══ Passage

The switch will probably only do static LAG without LACP.  Once you are up and running test it well. This  http://en.wikipedia.org/wiki/Link_aggregation#Link_Aggregation_Control_Protocol explains it quite well.

Cheers

Jon

----------

## gerdesj

Just had a look at a Powerconnect 2824.  To set the load balance mode go to Switch -> Ports -> LAG Configuration.  There are three options Layer 2 layer 3 and Layer 2/3.  

I've done a quick hunt around and I think you will want layer 2/3.  It looks like the 802.1ad Linux driver uses both MAC and IP in its "Transmit Hash Policy".  However it also seems it will want LACP enabled at the other end.  You may have to use one of the other modes on the Gentoo box or get a fancier switch but they are a bit expensive.  However you do get what you pay for and I have recently seen an entire small business network apparently improve across the board when I replaced their "core" 48 port Gigabit Netgear with a Dell PC 7xxx.  Even though everything is still using 1GB or 100MB connections it all seemed to move rather better afterwards.  There are plenty of other factors and with Dells I highly recommend you keep the firmware up to date.  I've fixed some funny problems this way on several occasions in the last year alone like this. 

You must be really careful when reading other people's take on LAG/LACP etc indeed anything to do with networking (jumbo frames and 802.1Q VLANs are other topics for howlers).  Quite often you will see incorrect "recommendations".

Cheers

Jon

----------

════

▶ Given task 1
Repeat the portion of the link aggregation thread between "Just had a look" and "and Layer 2/3.", inclusive.
▶ Given task 2
Answer these questions about the link aggregation thread:
(a) On a Powerconnect 2824, which menu path leads to the load balance mode setting?
(b) Which switch replaced the "core" 48 port Gigabit Netgear in the small business network?
(c) Besides LAG/LACP, which two networking topics are named as sources of howlers?

══ Data shown

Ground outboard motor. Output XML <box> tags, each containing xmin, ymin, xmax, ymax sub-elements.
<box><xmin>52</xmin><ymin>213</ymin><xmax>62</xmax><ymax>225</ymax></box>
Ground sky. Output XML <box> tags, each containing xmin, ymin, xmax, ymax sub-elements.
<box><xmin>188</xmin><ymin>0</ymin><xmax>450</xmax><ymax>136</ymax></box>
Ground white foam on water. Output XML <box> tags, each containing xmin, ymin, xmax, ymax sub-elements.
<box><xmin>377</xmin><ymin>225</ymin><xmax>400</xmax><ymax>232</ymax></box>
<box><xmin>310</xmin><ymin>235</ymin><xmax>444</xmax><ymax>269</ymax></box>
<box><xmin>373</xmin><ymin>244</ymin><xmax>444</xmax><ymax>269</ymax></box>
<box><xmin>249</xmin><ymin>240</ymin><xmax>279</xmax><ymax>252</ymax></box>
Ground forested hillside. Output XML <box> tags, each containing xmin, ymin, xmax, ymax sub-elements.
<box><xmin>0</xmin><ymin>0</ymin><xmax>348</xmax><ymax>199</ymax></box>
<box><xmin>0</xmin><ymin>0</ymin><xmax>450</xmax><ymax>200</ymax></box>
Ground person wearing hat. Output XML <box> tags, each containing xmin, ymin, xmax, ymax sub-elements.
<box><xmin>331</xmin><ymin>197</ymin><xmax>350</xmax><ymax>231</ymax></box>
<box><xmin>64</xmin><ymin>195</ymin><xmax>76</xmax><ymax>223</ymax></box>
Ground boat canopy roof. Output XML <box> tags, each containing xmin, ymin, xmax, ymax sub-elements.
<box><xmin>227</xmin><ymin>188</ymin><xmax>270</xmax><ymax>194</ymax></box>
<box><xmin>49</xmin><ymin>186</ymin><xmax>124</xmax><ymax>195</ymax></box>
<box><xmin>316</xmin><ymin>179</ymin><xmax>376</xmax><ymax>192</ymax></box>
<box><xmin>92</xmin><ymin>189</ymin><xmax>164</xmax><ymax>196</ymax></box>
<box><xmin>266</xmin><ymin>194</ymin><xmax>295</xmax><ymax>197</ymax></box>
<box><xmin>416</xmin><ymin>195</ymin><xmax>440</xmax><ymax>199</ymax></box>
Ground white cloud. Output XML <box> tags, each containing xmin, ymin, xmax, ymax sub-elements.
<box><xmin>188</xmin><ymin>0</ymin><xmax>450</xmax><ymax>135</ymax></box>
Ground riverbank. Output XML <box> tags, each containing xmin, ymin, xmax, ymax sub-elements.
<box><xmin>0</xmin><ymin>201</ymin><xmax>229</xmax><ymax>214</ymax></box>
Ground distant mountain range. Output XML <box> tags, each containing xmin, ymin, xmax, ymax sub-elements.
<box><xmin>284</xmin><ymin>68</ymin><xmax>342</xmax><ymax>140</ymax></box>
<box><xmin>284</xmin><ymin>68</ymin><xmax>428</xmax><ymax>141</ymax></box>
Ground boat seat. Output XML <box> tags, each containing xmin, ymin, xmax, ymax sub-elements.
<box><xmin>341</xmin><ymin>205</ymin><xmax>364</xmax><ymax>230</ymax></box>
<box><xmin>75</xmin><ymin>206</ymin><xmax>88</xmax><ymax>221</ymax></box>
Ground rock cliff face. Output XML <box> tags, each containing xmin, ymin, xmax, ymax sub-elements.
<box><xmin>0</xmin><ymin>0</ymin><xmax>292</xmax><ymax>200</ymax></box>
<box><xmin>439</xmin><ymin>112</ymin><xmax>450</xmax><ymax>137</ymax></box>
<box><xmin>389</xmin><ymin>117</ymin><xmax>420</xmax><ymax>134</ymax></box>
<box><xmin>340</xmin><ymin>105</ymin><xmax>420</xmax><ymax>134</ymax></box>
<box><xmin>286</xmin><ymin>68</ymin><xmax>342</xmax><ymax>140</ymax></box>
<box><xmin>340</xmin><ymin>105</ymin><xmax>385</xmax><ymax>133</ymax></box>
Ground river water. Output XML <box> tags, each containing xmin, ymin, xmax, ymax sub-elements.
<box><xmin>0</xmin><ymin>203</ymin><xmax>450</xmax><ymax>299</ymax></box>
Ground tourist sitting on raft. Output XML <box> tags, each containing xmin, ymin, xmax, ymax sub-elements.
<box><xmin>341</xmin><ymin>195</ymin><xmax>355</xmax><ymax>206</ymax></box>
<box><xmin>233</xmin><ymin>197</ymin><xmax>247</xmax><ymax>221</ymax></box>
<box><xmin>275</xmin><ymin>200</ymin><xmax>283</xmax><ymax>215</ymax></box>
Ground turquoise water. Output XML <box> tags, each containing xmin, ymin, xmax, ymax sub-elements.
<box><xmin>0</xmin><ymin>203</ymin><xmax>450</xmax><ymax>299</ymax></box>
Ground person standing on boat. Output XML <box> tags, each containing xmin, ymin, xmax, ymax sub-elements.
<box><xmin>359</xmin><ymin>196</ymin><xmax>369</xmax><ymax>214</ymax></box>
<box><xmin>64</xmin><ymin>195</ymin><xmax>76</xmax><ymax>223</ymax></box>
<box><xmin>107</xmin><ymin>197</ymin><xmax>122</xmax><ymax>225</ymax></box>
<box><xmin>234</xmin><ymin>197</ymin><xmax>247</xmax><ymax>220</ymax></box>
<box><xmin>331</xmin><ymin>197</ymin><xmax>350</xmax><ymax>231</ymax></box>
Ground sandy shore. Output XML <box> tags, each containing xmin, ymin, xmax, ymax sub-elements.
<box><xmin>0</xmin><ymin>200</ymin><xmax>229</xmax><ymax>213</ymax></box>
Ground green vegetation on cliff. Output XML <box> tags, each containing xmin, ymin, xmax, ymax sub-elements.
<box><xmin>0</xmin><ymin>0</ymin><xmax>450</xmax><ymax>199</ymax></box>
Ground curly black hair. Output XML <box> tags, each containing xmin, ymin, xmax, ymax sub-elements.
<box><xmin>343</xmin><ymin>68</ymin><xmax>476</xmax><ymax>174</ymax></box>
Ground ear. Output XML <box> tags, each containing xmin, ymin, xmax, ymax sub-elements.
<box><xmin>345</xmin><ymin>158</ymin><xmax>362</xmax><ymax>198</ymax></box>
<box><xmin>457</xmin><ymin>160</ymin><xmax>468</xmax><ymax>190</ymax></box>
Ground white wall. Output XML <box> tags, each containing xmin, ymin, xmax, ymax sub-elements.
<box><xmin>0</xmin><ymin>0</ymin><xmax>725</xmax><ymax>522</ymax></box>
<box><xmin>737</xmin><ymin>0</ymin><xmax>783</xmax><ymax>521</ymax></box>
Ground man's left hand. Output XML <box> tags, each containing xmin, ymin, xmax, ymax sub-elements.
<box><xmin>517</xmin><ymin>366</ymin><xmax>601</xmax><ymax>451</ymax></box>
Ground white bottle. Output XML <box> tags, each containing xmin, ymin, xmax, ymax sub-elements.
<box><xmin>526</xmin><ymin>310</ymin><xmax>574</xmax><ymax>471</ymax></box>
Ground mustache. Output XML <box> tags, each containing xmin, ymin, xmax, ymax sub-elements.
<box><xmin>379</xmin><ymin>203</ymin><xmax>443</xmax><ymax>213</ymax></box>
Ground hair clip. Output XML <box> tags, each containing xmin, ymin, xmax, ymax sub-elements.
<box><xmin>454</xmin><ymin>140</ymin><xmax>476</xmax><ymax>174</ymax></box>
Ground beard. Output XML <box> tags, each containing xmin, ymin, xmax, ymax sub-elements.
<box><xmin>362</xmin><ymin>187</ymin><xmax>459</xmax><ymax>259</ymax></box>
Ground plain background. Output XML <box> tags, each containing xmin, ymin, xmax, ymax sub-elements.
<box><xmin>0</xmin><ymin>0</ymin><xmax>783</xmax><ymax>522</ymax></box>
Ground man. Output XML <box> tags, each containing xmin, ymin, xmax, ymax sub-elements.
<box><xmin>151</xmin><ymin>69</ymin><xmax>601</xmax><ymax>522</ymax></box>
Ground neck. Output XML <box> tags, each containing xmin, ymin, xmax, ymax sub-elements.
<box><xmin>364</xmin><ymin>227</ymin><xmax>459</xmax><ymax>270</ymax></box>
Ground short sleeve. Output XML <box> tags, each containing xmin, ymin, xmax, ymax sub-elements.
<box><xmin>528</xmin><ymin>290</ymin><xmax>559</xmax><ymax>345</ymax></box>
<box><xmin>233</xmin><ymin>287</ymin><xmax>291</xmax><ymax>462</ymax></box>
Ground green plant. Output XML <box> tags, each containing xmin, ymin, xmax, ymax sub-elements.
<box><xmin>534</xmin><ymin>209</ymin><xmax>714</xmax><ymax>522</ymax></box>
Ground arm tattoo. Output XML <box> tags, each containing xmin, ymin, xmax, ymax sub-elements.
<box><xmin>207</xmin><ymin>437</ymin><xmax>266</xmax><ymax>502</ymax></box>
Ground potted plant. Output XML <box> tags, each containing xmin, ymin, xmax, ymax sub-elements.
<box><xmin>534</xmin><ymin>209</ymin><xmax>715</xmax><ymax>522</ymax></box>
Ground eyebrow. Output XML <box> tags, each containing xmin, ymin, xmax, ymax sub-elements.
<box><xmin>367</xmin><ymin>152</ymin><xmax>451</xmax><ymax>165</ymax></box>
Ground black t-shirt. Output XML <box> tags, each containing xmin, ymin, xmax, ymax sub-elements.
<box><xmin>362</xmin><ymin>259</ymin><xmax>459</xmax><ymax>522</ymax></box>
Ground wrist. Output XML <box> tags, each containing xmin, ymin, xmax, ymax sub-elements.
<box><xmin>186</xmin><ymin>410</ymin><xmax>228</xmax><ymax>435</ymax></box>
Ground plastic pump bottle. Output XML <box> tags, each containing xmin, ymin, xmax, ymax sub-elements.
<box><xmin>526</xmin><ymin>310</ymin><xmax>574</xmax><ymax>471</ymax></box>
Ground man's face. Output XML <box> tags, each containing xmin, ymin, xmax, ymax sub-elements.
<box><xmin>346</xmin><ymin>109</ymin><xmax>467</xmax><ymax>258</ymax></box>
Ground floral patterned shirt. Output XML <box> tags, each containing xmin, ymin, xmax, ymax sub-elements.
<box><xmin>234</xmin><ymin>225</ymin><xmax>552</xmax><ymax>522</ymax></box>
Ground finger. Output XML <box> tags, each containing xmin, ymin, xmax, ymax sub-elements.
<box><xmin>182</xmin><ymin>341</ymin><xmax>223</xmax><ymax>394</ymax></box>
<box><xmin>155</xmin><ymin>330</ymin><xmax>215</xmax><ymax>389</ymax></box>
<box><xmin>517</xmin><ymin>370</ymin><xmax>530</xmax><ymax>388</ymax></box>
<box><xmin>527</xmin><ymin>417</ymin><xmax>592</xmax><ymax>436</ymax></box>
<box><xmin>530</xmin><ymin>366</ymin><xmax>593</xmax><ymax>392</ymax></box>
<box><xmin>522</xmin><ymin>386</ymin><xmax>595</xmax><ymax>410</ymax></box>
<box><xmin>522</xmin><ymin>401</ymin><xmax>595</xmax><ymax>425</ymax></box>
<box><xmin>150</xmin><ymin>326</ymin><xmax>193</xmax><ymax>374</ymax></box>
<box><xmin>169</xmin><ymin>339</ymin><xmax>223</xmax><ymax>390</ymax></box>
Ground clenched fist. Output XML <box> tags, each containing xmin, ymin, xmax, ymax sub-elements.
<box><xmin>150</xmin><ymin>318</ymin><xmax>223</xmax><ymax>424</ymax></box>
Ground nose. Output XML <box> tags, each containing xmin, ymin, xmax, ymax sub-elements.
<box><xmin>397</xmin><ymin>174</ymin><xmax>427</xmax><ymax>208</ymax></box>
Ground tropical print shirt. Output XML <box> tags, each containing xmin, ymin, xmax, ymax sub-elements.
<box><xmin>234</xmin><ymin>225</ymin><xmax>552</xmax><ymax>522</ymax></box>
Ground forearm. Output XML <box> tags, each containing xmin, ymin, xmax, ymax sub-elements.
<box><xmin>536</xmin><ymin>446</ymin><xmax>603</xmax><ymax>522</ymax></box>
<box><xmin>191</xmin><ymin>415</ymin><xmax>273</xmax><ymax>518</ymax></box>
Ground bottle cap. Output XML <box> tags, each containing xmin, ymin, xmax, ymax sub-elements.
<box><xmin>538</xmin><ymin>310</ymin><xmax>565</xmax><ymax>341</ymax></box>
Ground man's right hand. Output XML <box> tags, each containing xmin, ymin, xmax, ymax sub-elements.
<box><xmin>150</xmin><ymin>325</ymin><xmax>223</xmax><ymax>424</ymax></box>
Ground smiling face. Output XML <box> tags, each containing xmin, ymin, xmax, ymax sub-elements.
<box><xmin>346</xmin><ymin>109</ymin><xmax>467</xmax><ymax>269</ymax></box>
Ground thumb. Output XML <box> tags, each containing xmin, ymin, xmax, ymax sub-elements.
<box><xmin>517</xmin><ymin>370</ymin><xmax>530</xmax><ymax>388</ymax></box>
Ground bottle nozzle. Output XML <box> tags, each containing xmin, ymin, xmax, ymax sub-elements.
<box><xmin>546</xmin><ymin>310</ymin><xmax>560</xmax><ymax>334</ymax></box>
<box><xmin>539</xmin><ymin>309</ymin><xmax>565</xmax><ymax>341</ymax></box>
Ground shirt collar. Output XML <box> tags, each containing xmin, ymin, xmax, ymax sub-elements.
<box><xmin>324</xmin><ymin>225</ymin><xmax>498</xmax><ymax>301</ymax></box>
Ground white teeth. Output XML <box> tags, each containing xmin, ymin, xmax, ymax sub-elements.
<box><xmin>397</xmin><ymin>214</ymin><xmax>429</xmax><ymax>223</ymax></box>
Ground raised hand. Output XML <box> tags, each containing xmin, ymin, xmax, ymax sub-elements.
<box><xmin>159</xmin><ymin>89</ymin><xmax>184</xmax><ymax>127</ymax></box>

════

▶ Written answer 1
Just had a look at a Powerconnect 2824.  To set the load balance mode go to Switch -> Ports -> LAG Configuration.  There are three options Layer 2 layer 3 and Layer 2/3.

▶ Written answer 2
(a) Switch -> Ports -> LAG Configuration.
(b) A Dell PC 7xxx.
(c) Jumbo frames and 802.1Q VLANs.